> Requirement
Return every line of the data below unchanged, character for character, and leave the pictures out.

┌──

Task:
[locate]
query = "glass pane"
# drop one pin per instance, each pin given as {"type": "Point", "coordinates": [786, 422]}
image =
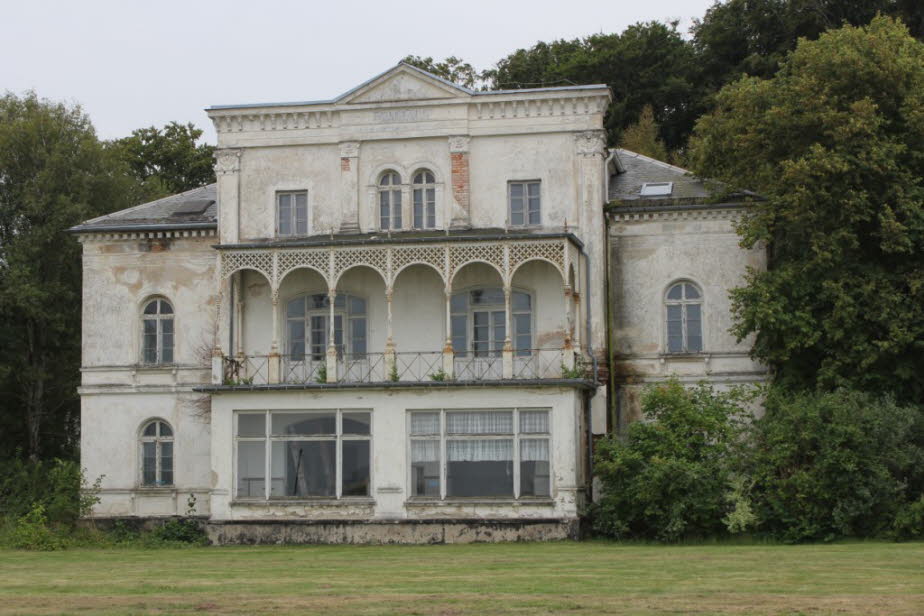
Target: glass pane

└──

> Problem solution
Task:
[locate]
query = "glass pane"
# drop one pin per instance, each pin given as {"type": "Point", "coordinates": [786, 422]}
image =
Target: glass pane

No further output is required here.